═══ Selected text

The Habs may have to get used to scoring on a new goalie on Friday night, but they’re already all-too-familiar with the rest of the Senators’ lineup. They’ll be looking to stop All Stars like Jason Spezza and Erik Karlsson who have each amassed four points in the five games between the two teams so far this season. After beating Ottawa in a shootout last Wednesday before losing in overtime on Friday, Cunneyworth is hoping his team will already know all the Sens’ moves before they make them.

“From the standpoint of knowing their personnel and just knowing a lot of their tendencies, absolutely [playing them three times in two weeks helps],” admitted the head coach. “They’re an aggressive team, they forecheck hard and we know with possession of the puck they leave the zone early. They’re able to stretch areas where you have to be on top of them and you can’t get caught.”

Growing up in Lac-la-Biche, AB and spending the past three seasons in Calgary, Rene Bourque is a little more familiar with the Oilers-Flames rivalry than the passion behind Habs-Sens/Leafs/Bruins games. He’s proving to be a quick study when it comes to which teams he’ll have to learn to hate in the Eastern Conference.

“When you play that many games in a short amount of time it definitely gets heated, especially when we played those games back-to-back you could really feel it,” shared Bourque of his rivalry baptism by fire. “It’s a big rivalry. Guys are always ready to play those big games against Boston, Toronto and Ottawa. These ones are easy to get up for.”

══════

Task requirements:
1/ Write out the passage of the Habs-Senators article from "Growing up in" up to and including "the Eastern Conference.".
2/ According to the Habs-Senators article, where did Rene Bourque grow up?

═══ Dataset records

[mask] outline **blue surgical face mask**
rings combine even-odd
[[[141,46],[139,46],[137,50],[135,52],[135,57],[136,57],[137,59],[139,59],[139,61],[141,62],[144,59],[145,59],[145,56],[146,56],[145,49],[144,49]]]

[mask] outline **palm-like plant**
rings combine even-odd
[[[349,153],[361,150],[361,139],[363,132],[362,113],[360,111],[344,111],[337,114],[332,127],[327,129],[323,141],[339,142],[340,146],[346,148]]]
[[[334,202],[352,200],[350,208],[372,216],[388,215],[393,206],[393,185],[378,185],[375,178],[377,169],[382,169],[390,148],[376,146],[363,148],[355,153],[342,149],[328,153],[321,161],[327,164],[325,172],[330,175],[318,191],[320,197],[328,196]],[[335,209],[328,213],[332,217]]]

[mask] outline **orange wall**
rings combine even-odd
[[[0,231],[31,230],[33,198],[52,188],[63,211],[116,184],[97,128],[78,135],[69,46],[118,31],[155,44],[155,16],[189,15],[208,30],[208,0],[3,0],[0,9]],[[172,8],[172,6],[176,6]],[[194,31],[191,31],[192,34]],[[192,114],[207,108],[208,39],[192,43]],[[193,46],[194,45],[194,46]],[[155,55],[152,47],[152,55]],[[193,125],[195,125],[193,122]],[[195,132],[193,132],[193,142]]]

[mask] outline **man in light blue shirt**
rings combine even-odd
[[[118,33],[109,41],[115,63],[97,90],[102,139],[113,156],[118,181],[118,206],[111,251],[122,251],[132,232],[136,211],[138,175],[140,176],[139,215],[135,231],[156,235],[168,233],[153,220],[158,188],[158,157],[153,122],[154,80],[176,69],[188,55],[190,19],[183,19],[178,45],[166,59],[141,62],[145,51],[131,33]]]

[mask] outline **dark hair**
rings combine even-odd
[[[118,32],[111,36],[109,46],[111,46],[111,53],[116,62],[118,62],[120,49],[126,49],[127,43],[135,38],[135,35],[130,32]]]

══════

Exercise solutions:
1/
Growing up in Lac-la-Biche, AB and spending the past three seasons in Calgary, Rene Bourque is a little more familiar with the Oilers-Flames rivalry than the passion behind Habs-Sens/Leafs/Bruins games. He’s proving to be a quick study when it comes to which teams he’ll have to learn to hate in the Eastern Conference.

2/ Lac-la-Biche, AB